[[ SUPPLIED TEXT open ]]

Q Can I dismiss an employee for long-term sickness?
A. Having an employee off work on long-term sick leave can be frustrating at times, especially for those employers with fewer resources who may be adversely affected by a prolonged absence.
Many may question whether it is possible to dismiss in these circumstances, which is something that can create a potential minefield for employers.
When faced with this situation, employers need to consider the serious risk of discrimination, as it is likely that individuals on long-term sick leave will qualify as disabled under the Equality Act 2010.
The act states that individuals are to be considered disabled when they have an impairment that has a substantial, long-term, adverse effect on their ability to carry out normal day-to-day activities.
It is unlawful to treat disabled individuals any less favourably as a result of their condition, which will include outright dismissal, without first demonstrating that attempts have been made to resolve the situation.
Therefore, you should keep in regular contact with an employee that is on long-term sick leave to understand their symptoms and request fit notes from their doctor which may prove to be valuable evidence.
It is essential that you make all the available and reasonable adjustments that could allow them to return to work.
These may include a change to their work duties or work hours to reduce any added strain, or allowing a period of working from home if an aspect of the work environment is exacerbating their condition.
A phased return is advisable to ease the employee back into their work routine and reduce the potential for any adverse effects.
It will also be beneficial to conduct an occupational health assessment, which involves arranging for a qualified medical practitioner to review the employees’ condition, before making an expert judgement on whether anything further can be done to facilitate their return to work.

[[ SUPPLIED TEXT closed ]]
[[ INFORMATION SUPPLIED open ]]

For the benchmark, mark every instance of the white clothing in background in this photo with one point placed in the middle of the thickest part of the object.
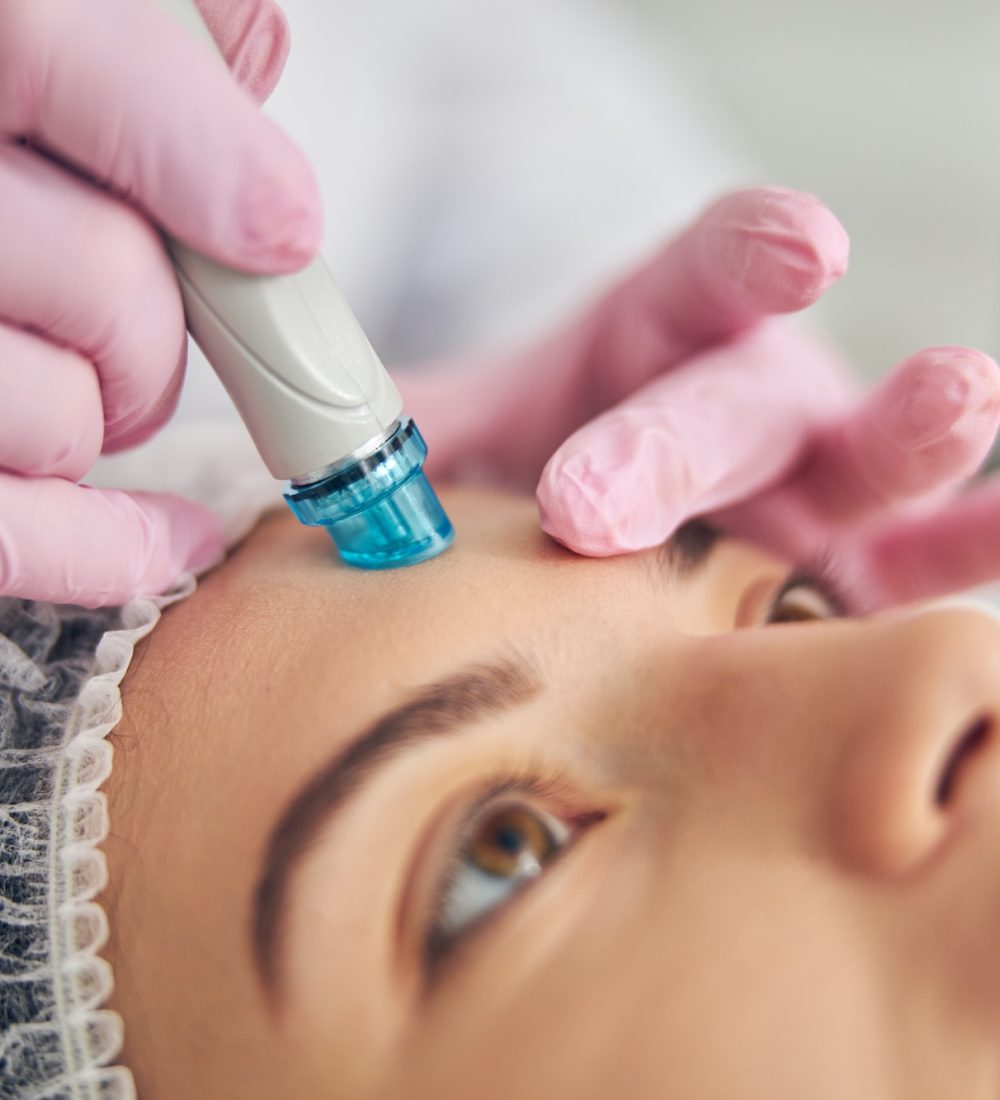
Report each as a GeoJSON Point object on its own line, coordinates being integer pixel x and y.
{"type": "Point", "coordinates": [487, 167]}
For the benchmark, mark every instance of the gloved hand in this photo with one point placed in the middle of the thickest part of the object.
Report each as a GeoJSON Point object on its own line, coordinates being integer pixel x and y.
{"type": "Point", "coordinates": [649, 429]}
{"type": "Point", "coordinates": [112, 119]}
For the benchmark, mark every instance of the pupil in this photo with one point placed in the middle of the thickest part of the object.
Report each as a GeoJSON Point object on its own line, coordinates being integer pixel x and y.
{"type": "Point", "coordinates": [509, 839]}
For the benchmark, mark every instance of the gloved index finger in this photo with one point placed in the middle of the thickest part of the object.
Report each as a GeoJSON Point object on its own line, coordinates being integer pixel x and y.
{"type": "Point", "coordinates": [123, 94]}
{"type": "Point", "coordinates": [751, 254]}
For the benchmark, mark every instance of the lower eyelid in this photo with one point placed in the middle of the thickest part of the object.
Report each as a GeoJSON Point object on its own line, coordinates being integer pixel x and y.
{"type": "Point", "coordinates": [755, 601]}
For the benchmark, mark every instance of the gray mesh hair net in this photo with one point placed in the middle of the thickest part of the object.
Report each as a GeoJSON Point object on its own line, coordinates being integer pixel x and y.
{"type": "Point", "coordinates": [59, 674]}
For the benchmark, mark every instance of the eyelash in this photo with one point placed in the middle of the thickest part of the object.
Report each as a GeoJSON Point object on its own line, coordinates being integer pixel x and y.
{"type": "Point", "coordinates": [514, 790]}
{"type": "Point", "coordinates": [822, 575]}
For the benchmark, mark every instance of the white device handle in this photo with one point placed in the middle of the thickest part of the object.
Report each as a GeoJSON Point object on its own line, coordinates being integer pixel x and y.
{"type": "Point", "coordinates": [287, 348]}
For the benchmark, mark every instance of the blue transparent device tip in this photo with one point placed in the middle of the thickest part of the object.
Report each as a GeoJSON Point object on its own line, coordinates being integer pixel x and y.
{"type": "Point", "coordinates": [381, 510]}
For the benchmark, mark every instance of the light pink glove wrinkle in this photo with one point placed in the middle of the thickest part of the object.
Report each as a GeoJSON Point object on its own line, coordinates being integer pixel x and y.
{"type": "Point", "coordinates": [164, 535]}
{"type": "Point", "coordinates": [91, 334]}
{"type": "Point", "coordinates": [925, 429]}
{"type": "Point", "coordinates": [700, 438]}
{"type": "Point", "coordinates": [178, 138]}
{"type": "Point", "coordinates": [52, 408]}
{"type": "Point", "coordinates": [91, 274]}
{"type": "Point", "coordinates": [926, 556]}
{"type": "Point", "coordinates": [751, 254]}
{"type": "Point", "coordinates": [889, 509]}
{"type": "Point", "coordinates": [253, 36]}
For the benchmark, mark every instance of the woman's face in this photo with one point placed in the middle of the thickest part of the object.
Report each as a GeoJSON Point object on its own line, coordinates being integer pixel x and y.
{"type": "Point", "coordinates": [514, 823]}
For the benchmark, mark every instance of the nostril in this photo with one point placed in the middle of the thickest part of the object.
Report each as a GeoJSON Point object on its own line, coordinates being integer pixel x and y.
{"type": "Point", "coordinates": [965, 748]}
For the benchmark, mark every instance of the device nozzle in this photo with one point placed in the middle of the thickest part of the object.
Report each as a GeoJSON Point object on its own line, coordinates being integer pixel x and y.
{"type": "Point", "coordinates": [381, 512]}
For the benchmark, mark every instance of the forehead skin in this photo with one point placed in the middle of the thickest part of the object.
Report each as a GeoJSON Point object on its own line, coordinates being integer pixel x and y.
{"type": "Point", "coordinates": [629, 974]}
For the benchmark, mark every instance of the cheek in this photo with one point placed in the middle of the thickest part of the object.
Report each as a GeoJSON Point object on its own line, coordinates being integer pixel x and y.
{"type": "Point", "coordinates": [694, 974]}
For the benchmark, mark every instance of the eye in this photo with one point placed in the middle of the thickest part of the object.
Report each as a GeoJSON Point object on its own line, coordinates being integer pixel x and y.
{"type": "Point", "coordinates": [808, 595]}
{"type": "Point", "coordinates": [504, 847]}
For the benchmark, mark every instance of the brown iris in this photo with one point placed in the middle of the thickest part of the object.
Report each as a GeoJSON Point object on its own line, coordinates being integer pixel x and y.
{"type": "Point", "coordinates": [508, 837]}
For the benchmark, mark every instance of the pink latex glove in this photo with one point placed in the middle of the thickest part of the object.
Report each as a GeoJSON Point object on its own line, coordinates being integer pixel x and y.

[[ INFORMATION SUPPLIED closed ]]

__BRIEF__
In the long-term sickness text, why should an employer keep in regular contact with an employee on long-term sick leave and request fit notes from the employee's doctor? Answer in one to three sentences.

__TASK RESPONSE__
Employees on long-term sick leave are likely to qualify as disabled under the Equality Act 2010. It is unlawful to treat them less favorably, including by dismissal, without first showing that attempts were made to resolve the situation. Regular contact helps the employer understand the employee's symptoms, and fit notes may serve as valuable evidence.